EXERCISE SET |
• a. According to the flexible coaxial cable patent extract, who is the original assignee?
• b. Carry on the patent text about flexible coaxial cables, picking up right after its last sentence.

EXTRACT |
━━━━━━
|Publication number||US6289581 B1|
|Application number||US 09/332,470|
|Publication date||Sep 18, 2001|
|Filing date||Jun 14, 1999|
|Priority date||Jun 14, 1999|
|Publication number||09332470, 332470, US 6289581 B1, US 6289581B1, US-B1-6289581, US6289581 B1, US6289581B1|
|Inventors||William T. Pote|
|Original Assignee||Flexco Microwave, Inc.|
|Export Citation||BiBTeX, EndNote, RefMan|
|Patent Citations (6), Referenced by (4), Classifications (16), Legal Events (4)|
|External Links: USPTO, USPTO Assignment, Espacenet|
1. Technical Field of the Invention
The present invention relates to improvements in the methods of making flexible coaxial cables.
2. Background Art
Coaxial cables, such as for microwave transmission, have existed in the prior art for a considerable period of time. As technology has developed, a need for flexible coaxial cables whose electrical characteristics do not vary during flexure of the cable, such as in aerospace utilization, has developed. In such utilization's, often the electrical characteristics of the cable are critical and any variation therein will yield unsatisfactory transmissions via such cables. In order to increase the flexibility of prior art coaxial cables, corrugated outer conductors, such as disclosed in U.S. Pat. Nos. 3,582,536; 3,173,990 and 2,890,263 have been utilized. In addition, other prior art attempts of providing such flexibility have employed a corrugated outer sheath for the cable rather than a corrugated outer conductor, such as disclosed in U.S. Pat. No. 3,002,047. Furthermore, this concept of a corrugated outer sheath has been utilized for standard electrical cables, as opposed to coaxial cables, where such cables are exposed to considerable flexure, such as disclosed in U.S. Pat. Nos. 2,348,641 and 2,995,616.
━━━━━━
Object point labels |
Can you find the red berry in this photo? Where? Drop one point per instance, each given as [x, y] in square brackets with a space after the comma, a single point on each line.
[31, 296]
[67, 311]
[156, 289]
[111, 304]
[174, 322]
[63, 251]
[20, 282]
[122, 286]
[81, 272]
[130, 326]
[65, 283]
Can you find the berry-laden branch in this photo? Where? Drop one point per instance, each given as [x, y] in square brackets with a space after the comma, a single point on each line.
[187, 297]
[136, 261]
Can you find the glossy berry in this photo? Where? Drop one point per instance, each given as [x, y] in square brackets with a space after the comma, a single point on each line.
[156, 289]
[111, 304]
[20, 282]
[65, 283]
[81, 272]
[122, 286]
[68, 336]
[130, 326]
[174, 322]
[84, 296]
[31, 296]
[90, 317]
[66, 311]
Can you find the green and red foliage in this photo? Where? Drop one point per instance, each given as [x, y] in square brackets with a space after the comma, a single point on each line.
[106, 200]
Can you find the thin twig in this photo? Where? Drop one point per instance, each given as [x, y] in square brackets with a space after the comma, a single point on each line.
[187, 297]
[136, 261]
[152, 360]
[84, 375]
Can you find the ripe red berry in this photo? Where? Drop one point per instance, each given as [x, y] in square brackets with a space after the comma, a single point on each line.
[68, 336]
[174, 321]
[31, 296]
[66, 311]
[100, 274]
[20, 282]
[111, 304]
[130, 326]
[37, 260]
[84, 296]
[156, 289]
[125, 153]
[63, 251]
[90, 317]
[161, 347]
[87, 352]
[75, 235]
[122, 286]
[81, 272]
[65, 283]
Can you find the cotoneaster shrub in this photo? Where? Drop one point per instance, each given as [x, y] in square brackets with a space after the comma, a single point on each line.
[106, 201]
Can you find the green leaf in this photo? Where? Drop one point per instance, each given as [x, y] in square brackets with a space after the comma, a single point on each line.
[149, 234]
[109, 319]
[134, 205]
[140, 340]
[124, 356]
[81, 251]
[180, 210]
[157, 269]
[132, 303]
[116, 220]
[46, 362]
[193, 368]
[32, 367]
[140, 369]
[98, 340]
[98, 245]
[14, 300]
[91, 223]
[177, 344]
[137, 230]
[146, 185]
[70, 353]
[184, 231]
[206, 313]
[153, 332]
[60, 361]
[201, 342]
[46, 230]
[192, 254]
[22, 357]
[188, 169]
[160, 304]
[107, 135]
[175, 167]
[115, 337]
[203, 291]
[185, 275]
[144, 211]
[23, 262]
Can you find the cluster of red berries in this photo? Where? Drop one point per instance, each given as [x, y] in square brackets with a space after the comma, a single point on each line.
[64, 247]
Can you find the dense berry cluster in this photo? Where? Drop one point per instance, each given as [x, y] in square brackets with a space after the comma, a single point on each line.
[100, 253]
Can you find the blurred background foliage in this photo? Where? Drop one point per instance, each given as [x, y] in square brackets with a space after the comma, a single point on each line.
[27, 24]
━━━━━━
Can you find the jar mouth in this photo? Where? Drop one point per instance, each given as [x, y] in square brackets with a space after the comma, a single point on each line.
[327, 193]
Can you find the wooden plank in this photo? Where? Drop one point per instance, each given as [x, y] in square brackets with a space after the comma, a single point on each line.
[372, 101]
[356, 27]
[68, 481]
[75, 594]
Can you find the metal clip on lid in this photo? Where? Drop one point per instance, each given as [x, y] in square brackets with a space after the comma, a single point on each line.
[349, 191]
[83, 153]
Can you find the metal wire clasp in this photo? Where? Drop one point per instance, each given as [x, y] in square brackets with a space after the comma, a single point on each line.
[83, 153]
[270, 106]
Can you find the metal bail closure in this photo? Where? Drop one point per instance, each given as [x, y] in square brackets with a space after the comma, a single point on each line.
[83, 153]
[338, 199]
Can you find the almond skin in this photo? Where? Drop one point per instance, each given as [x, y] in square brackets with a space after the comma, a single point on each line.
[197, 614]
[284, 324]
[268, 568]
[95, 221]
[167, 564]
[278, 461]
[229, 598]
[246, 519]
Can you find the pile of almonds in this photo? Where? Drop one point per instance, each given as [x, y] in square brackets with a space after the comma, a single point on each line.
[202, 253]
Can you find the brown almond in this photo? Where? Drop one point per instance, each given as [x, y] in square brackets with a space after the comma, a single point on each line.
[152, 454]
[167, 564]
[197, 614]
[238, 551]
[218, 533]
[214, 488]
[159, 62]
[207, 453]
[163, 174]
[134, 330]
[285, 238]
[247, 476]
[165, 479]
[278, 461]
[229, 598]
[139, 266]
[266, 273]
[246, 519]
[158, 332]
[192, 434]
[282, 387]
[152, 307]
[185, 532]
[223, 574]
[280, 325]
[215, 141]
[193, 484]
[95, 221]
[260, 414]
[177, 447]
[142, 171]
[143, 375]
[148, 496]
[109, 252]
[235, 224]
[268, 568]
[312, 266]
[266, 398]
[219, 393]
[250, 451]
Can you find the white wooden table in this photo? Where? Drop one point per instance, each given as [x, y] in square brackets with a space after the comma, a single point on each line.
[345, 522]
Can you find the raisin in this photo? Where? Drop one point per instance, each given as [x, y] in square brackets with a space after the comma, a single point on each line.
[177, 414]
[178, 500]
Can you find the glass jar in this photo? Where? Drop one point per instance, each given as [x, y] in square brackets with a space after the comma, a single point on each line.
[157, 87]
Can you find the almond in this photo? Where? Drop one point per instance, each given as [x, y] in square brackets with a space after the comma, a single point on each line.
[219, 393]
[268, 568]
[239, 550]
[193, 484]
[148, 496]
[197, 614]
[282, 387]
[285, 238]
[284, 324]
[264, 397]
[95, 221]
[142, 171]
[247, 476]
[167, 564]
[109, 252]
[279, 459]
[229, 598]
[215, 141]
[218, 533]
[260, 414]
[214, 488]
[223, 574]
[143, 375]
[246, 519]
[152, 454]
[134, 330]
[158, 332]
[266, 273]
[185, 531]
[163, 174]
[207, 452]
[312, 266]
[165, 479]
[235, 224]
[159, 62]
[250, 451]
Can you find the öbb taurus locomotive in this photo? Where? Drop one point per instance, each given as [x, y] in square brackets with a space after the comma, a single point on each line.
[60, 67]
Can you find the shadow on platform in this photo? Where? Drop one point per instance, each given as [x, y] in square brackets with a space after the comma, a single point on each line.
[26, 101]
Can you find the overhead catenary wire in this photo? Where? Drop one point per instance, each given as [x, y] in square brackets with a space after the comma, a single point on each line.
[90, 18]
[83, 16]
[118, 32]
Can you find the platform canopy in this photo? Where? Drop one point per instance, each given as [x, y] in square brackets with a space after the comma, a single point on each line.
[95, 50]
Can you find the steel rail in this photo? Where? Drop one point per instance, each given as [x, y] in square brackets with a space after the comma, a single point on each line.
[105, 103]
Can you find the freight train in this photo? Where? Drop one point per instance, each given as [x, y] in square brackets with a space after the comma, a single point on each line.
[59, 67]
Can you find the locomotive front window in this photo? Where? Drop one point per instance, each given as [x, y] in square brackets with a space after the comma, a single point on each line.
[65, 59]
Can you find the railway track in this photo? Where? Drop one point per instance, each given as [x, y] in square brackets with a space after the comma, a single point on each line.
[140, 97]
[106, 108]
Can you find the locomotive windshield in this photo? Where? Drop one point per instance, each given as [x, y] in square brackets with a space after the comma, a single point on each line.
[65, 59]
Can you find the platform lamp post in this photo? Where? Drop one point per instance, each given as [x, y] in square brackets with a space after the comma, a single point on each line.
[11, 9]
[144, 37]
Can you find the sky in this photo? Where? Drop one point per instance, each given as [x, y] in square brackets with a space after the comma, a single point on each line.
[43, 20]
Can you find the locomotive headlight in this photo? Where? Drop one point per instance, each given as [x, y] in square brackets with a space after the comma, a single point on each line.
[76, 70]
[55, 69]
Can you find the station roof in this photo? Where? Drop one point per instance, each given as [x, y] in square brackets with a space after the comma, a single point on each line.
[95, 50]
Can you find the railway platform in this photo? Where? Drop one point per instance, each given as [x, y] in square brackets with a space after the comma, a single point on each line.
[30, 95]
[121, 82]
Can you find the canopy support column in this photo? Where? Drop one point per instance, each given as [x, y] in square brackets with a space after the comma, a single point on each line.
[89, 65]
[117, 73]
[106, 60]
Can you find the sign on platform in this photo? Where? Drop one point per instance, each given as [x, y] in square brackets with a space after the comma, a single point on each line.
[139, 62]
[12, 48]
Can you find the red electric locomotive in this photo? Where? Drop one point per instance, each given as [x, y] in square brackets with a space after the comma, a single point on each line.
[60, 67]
━━━━━━
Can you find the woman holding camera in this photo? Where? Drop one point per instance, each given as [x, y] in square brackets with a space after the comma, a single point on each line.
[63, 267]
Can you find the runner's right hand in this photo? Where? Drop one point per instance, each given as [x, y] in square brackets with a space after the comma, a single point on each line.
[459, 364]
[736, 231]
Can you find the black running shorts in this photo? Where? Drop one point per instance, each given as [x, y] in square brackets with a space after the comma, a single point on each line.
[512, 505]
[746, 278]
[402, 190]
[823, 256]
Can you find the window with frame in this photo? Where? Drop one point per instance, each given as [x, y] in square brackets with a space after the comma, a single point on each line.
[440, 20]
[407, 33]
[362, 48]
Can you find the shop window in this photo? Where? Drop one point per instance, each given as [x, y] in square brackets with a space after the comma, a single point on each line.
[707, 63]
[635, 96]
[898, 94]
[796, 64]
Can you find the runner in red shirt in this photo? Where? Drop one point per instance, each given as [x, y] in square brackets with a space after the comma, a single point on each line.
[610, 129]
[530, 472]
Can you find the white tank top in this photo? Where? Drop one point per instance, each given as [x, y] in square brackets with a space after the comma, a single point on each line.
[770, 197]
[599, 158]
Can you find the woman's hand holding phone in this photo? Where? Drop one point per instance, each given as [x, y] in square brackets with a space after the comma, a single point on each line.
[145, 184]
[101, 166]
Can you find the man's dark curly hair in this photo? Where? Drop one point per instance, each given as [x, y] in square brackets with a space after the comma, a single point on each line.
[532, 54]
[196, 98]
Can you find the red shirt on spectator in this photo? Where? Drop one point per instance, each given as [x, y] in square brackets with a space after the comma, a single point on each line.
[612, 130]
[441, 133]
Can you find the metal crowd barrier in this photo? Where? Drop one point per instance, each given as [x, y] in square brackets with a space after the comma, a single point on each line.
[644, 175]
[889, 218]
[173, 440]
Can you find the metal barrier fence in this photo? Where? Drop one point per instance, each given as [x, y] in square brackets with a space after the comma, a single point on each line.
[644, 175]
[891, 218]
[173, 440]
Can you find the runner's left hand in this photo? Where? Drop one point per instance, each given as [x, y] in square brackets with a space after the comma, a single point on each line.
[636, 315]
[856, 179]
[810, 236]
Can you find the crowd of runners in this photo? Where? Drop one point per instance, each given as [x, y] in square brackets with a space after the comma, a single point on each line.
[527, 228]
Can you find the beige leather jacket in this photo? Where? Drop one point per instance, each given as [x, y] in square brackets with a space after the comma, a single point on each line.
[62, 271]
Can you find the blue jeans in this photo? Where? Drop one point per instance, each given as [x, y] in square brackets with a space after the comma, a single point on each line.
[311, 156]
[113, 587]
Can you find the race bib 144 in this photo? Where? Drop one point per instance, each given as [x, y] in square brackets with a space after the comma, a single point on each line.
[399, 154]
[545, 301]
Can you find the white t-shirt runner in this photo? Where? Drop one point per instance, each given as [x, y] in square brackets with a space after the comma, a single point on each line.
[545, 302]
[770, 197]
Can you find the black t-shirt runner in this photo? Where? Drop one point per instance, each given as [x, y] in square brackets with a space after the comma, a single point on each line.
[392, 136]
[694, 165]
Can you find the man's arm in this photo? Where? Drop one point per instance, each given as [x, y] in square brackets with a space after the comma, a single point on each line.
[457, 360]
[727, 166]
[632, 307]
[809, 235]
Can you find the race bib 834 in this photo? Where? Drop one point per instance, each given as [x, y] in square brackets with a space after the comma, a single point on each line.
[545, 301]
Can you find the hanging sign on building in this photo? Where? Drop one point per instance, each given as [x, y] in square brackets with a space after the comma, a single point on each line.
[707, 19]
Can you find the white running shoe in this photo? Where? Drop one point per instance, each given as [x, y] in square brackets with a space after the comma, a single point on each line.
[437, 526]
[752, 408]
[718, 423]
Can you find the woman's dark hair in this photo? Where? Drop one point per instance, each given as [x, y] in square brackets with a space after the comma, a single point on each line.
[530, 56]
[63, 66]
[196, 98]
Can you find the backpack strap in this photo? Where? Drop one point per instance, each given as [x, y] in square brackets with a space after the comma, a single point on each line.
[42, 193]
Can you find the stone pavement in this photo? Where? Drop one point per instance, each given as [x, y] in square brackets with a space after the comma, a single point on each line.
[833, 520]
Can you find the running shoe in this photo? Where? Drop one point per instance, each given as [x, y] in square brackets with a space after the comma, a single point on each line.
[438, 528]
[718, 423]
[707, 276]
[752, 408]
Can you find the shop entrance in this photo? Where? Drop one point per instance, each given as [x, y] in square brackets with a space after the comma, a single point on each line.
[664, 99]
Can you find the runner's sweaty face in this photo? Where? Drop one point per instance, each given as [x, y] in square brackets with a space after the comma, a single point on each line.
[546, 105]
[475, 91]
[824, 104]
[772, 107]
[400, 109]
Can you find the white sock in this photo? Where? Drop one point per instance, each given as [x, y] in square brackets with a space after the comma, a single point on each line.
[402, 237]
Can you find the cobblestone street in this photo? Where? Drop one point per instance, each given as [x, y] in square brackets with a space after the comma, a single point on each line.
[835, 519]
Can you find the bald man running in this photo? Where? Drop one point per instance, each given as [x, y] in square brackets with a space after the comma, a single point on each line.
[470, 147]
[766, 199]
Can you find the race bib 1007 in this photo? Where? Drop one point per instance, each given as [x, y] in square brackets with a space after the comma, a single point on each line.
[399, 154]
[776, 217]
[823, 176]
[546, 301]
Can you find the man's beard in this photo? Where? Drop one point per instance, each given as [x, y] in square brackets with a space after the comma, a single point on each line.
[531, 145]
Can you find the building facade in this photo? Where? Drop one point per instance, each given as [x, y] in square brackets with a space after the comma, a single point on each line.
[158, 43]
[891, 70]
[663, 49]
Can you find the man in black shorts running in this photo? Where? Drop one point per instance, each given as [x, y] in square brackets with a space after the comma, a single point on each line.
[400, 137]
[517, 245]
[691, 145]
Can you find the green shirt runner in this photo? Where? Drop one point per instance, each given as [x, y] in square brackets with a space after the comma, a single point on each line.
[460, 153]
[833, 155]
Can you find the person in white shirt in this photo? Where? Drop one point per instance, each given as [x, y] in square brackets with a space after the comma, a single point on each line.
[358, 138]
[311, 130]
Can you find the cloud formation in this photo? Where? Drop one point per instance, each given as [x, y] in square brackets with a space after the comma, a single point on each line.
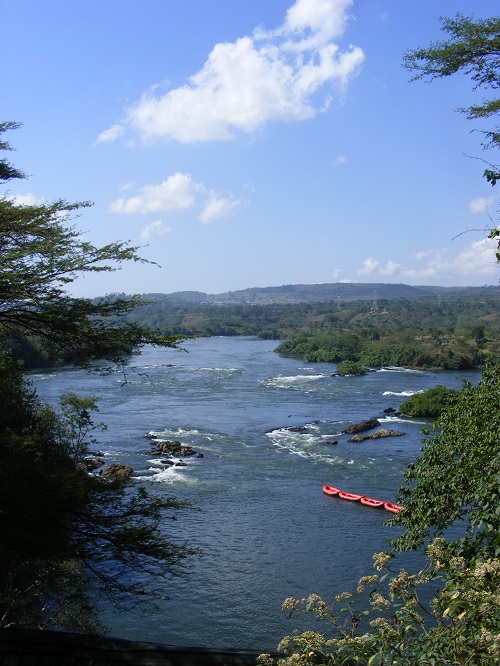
━━━━━━
RESULTS OF THE TASKS |
• a. Flexco Microwave, Inc.

• b.
In order to ensure electrical stability for a coaxial cable, the relative location between the various portions of the outer conductor, the dielectric and the inner conductor must remain constant during flexure of the cable or the electrical characteristics may vary. Prior art attempts to ensure this stability have involved the locking of a corrugated outer conductor to the dielectric surrounding the inner conductor, such as disclosed in U.S. Pat. No. 3,173,990 wherein such inner conductor is a foam polyethylene. However, such prior art flexible coaxial cables do not have sufficient flexibility nor do they have sufficient temperature stability, which also affects the electrical characteristics. These prior art coaxial cables utilize either a tube which is crimped to provide a corrugated tube or form the outer conductor by means of helically winding a piece of conductive material, welding the adjacent pieces together to then form a tube and, thereafter, crimping alternate longitudinal portions so as to provide a corrugated tube. In both instances, the maximum pitch for the convolutions of the outer conductor is severely limited. In the first instance, this limitation is primarily due to rupture of the conductive tube if the crimps are too closely spaced together whereas, in the second instance, the limitations are primarily due to the inability to sufficiently control the thickness of the resultant tube which is formed as a thin enough material cannot be utilized to produce a high pitch. Since the higher the pitch of the convoluted outer conductor, the greater the flexibility of the coaxial cable, these prior art flexible coaxial cables have not been satisfactory where large degrees of flexure are required together with electrical and temperature stability over a wide range of flexure.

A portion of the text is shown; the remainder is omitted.